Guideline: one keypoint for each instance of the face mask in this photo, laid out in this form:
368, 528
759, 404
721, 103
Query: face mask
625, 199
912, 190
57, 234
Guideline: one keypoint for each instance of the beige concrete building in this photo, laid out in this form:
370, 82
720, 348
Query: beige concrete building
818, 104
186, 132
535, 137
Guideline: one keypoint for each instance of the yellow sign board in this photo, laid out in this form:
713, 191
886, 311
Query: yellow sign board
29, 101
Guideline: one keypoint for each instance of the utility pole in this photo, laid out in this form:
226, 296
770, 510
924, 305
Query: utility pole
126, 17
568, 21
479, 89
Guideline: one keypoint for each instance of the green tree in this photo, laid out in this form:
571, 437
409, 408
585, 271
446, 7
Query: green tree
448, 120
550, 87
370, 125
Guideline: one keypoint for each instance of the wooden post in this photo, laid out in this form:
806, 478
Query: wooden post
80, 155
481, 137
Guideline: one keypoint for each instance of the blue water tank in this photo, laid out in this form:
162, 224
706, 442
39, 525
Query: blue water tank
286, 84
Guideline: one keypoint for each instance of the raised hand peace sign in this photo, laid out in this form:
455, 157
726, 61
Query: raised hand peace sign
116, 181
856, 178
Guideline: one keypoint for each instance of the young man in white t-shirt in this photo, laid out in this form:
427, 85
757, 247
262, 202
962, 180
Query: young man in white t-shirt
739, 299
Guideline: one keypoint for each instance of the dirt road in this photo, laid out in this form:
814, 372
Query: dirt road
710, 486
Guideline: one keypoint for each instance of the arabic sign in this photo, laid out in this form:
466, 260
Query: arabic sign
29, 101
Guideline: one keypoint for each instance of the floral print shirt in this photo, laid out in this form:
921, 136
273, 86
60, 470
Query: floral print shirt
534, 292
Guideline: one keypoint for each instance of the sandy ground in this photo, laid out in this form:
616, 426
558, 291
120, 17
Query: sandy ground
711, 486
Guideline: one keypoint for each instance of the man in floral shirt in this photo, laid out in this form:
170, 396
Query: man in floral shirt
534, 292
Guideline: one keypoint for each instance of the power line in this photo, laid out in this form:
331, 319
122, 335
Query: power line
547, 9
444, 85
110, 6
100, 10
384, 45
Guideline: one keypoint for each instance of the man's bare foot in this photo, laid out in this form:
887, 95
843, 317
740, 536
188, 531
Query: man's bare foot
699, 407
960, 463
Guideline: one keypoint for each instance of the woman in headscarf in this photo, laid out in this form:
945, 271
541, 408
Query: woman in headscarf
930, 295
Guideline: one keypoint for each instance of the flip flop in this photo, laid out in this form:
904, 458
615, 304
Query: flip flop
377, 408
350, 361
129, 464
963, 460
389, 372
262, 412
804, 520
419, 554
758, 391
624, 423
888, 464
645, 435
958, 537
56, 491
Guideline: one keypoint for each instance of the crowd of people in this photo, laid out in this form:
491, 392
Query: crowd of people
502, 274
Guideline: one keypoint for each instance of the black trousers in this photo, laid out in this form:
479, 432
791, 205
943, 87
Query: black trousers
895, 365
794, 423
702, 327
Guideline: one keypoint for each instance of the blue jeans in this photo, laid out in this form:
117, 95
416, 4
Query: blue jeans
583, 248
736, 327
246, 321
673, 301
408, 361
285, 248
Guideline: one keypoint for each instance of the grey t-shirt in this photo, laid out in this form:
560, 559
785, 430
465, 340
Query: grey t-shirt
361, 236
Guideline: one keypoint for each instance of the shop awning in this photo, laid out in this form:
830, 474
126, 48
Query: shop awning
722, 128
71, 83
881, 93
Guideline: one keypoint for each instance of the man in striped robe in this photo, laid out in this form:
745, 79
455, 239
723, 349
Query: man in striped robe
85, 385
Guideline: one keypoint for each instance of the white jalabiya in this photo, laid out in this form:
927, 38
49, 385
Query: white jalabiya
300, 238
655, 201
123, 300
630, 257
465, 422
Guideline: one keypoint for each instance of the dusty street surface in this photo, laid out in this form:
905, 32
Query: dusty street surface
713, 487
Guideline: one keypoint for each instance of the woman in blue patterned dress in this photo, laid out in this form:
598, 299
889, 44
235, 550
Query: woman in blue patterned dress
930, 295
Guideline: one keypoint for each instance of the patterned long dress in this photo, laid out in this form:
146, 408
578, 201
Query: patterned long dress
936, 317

**Exercise details:** All of the entries above are to be written out again exactly.

**Response:**
Guideline: one keypoint for each instance of the face mask in this photo, laid out in this form:
368, 528
759, 404
721, 103
Query: face mask
625, 199
912, 190
57, 234
Guideline: one keypoint for each instance of the beige concrete building in this photo, laid out in this form:
370, 82
720, 348
Query: beige concrete building
818, 104
186, 132
535, 137
Guideline: one keypoint for each instance of the yellow sign board in this photo, laid out in this form:
713, 191
886, 311
Query: yellow sign board
29, 101
Guideline: one keypoint for each instance of the utility pole in this photo, laid out in this form:
226, 296
770, 510
924, 305
Query: utility pole
126, 17
568, 21
479, 89
Guideline: one keypoint for each instance of the green tree in this photo, laid out in this form:
571, 437
409, 408
585, 271
446, 7
Query: green tree
448, 120
550, 87
370, 125
Guideline: one keypoint for each instance of the wooden post in this photo, laid out in this form:
806, 478
Query: wooden post
80, 155
481, 137
Guideline: one keypoint for each instance of the blue water tank in this photo, laid out in this form:
162, 224
706, 442
39, 525
Query: blue water tank
286, 84
Guideline: one keypoint for each instance of the raised hand peace sign in this photo, laid out in this form:
455, 157
726, 61
Query: raised hand peace sign
116, 181
856, 178
Guideline: one keypoint for each instance of the young man in white t-shirt in this photo, laid out in this form:
427, 85
757, 247
262, 202
962, 180
Query: young man in white t-shirt
739, 299
Guideline: one keypoint for each instance of the dirt road in this photo, laid out in this form:
814, 372
Query: dirt road
710, 486
Guideline: one keypoint for each instance of the arabic sign in this photo, laid out in this form:
466, 260
Query: arabic sign
29, 101
Guideline: one keypoint for each instance of the floral print shirt in this photo, laid out in this form:
921, 136
273, 86
60, 470
Query: floral print shirt
534, 292
Guideline: one keypoint for each instance of the sandy ground in this photo, laid out in this form:
616, 426
558, 291
120, 17
Query: sandy ground
711, 486
Guideline: one keypoint for each instance of the man in floral shirt in this photo, laid out in this form:
170, 396
Query: man in floral shirt
534, 292
Guideline: one keypoint for each instance of the power line in this photo, laid out in this form:
331, 319
122, 335
Query: power line
547, 9
444, 85
110, 6
100, 10
384, 45
Guideline: one keypoint for each instance of the man's bare foot in this photo, laid out in this form:
887, 95
843, 317
740, 536
188, 531
Query: man's bare foot
699, 407
960, 463
Guideline: one keypoint for each instance of the woman in headscarf in this photo, laid out in this form:
945, 271
541, 408
Query: woman in headscarf
930, 295
Guideline: one keypoint for each instance of the flip flop in this photo, laid out in this form:
904, 458
615, 304
Query: flip flop
377, 408
350, 361
129, 464
963, 460
389, 372
262, 412
804, 520
419, 554
758, 391
624, 423
888, 464
645, 435
958, 537
56, 491
Guideline: one keypoint for each instance of the crowd of people in this photo, laid out in this form:
491, 392
Query: crowd of people
502, 274
Guideline: one keypoint for each instance of the black trousers in this photo, laid out in this form:
479, 432
791, 205
943, 87
Query: black trousers
895, 365
794, 423
702, 327
Guideline: one keypoint for each instance of the blue jeans in this photo, laid out in this form:
117, 95
416, 4
Query: blue jeans
583, 248
736, 327
246, 321
673, 301
408, 361
285, 248
Guideline: one keypoint for each instance of the grey t-shirt in this photo, laid out in this form:
560, 559
785, 430
465, 340
Query: grey t-shirt
361, 236
Guideline: one keypoint for each instance of the shop awning in this photo, laid out in this form:
830, 474
126, 48
Query: shop awning
722, 128
71, 83
881, 93
Guideline: one keypoint for each instance of the man in striped robe in this photo, laid out in this form:
745, 79
455, 239
723, 349
Query: man in striped robe
85, 385
Guideline: one keypoint for each instance of the white jalabiya in this photo, laid out in this form:
927, 38
49, 385
Query: white jalabiya
300, 238
655, 201
123, 300
630, 257
465, 422
Guideline: one keypoint for each instance of the dusty street surface in this photo, laid out in this form:
905, 32
Query: dusty street surface
713, 487
Guideline: one keypoint for each instance of the woman in blue patterned dress in this photo, laid out in this form:
598, 299
889, 44
235, 550
Query: woman in blue patterned dress
930, 295
Guideline: one keypoint for each instance of the patterned long dress in this photo, laid out in this form:
146, 408
578, 201
Query: patterned long dress
936, 317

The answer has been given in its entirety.